Selected text
Begin

# teaser



## smokva (Jul 21, 2004)

more pictures soon


----------



## smokva (Jul 21, 2004)

few hours later


----------



## enac (Aug 24, 2007)

Yes!!!


----------



## mriddle (Nov 16, 2005)

*Finally!*

We officially have a Neo Pro on the board!
Looks great, what are your build plans?


----------



## smokva (Jul 21, 2004)

mriddle said:


> We officially have a Neo Pro on the board!
> Looks great, what are your build plans?


More or less I have already built it 

REcord TTC hiddenset
Record 11s Ergo
Record 11s cranks
Super Record BB cups
Super Record FD
Record RD
Super Record skeleton
Chorus chain
Chorus 12-27 11s sprockets
Deda Zero 100 stem
Deda Newton Anatomic bars
Campagnolo Scirocco wheels (old model)
Hutchinson Intensive tires
Prologo Choice MAX saddle
Look keo classic pedals

- now I see I should get all black SR RD, Record one is the only silver polished part on the bike...probably will replace it
- plan to put eurus or neutron wheels in the future, but scirocco will do for now
- besides Look pedals Hutchinson tires are the only non italian part on the bike...next tires will be veloflex
- I didn't decide on the saddle yet...have two new saddles, Prologo Choice MAX and Selle Italia Flite Ti. Will put the one my arse favors, for now Prologo is on.


----------



## Nitemare (Sep 4, 2007)

Hi Ante,
VERY NICE!!! 

Will undoubtly look superb when built!!

Nitemare :thumbsup:


----------

End

[Location labeling records]
Begin

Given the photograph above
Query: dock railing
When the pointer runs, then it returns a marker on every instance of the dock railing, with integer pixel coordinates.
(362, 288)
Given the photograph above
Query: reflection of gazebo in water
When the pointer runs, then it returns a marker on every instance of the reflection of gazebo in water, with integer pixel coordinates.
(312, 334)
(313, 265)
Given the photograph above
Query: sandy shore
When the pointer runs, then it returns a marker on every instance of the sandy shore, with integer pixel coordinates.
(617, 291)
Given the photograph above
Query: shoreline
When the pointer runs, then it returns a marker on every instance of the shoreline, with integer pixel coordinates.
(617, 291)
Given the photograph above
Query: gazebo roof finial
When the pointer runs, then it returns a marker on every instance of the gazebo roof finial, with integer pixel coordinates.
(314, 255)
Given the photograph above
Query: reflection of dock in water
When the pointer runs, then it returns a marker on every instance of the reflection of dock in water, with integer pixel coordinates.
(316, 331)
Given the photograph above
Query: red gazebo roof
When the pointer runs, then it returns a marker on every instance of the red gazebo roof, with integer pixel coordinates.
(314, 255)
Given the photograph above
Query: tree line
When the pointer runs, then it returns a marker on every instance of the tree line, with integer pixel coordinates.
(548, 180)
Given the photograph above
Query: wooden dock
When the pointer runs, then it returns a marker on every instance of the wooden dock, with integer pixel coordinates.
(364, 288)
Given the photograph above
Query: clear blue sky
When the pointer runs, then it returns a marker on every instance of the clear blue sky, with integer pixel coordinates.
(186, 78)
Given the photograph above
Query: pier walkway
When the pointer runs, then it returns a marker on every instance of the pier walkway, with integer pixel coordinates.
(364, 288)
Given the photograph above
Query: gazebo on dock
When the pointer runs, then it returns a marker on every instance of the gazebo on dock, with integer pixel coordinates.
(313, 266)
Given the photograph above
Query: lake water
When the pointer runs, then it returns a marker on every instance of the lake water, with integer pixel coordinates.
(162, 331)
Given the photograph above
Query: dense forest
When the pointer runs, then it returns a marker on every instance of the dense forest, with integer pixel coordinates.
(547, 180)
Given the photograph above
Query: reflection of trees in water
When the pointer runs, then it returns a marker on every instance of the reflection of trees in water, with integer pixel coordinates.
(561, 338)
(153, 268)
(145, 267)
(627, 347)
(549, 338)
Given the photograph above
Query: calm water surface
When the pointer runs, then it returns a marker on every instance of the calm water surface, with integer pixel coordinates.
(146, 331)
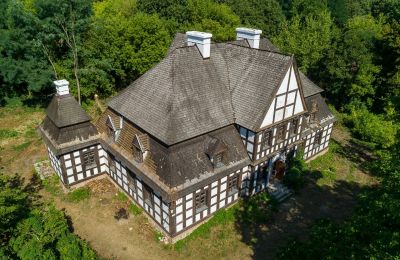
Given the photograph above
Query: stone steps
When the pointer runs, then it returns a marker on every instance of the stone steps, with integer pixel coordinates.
(279, 192)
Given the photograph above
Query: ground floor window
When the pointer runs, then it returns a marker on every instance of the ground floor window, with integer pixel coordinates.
(89, 160)
(201, 200)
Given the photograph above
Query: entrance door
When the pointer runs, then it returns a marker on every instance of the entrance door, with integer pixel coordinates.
(279, 169)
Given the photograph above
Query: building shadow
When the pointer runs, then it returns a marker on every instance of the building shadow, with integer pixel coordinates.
(293, 218)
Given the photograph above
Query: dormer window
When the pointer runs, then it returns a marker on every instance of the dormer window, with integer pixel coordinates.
(112, 130)
(216, 152)
(294, 128)
(313, 111)
(281, 131)
(138, 149)
(267, 139)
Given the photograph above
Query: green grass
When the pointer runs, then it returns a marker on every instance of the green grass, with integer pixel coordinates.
(52, 185)
(21, 147)
(8, 133)
(221, 217)
(135, 210)
(120, 196)
(78, 195)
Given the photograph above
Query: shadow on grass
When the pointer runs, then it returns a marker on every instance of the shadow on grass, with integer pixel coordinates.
(293, 218)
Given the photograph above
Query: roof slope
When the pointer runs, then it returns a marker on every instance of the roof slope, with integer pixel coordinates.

End

Stated goal
Answer these questions about the bike-build thread above:
1. According to mriddle, what does the board now officially have?
2. Which wheels are on the bike for now?
3. Which tires does smokva plan to use next?

Output below
1. A Neo Pro.
2. Campagnolo Scirocco wheels (old model).
3. Veloflex.